AIM => Which lines in the data below contain the string "front"? Report each of them in full, treating uppercase and lowercase as different.

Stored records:
:::::

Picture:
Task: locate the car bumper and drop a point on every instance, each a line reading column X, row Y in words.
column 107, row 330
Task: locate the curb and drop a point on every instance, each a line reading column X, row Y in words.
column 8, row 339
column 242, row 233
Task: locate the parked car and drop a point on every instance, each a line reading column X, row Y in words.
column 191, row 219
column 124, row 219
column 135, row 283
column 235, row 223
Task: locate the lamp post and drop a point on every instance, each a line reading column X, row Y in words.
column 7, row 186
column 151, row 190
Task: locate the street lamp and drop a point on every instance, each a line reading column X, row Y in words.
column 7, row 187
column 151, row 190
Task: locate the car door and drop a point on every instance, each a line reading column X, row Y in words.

:::::

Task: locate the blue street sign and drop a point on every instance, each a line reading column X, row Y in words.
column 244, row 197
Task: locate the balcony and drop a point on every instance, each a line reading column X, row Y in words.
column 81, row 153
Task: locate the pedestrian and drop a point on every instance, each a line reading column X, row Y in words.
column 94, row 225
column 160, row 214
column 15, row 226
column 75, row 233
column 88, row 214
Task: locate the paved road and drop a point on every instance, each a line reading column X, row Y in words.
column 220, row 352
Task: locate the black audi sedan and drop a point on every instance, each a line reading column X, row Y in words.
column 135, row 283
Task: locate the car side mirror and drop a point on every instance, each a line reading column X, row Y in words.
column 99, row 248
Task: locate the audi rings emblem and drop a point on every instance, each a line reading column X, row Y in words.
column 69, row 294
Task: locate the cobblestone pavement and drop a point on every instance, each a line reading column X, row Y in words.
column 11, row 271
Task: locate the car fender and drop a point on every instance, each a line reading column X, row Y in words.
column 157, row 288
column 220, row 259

:::::

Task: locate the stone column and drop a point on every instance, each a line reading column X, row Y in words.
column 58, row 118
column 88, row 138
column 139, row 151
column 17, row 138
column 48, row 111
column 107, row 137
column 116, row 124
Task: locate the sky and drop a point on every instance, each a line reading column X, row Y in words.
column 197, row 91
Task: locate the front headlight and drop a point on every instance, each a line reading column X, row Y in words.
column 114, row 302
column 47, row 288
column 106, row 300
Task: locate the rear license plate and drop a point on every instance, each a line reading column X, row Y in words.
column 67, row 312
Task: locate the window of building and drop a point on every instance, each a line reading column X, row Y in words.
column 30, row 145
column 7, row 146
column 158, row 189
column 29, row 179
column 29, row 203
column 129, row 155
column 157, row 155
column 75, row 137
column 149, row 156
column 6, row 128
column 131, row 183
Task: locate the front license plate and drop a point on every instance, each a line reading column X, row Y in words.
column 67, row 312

:::::

WORKED ANSWER =>
Task: locate the front headlight and drop a point on every instance, each a line reading column X, row Y in words.
Task: locate the front license plate and drop a point on every instance, each a line reading column X, row Y in words.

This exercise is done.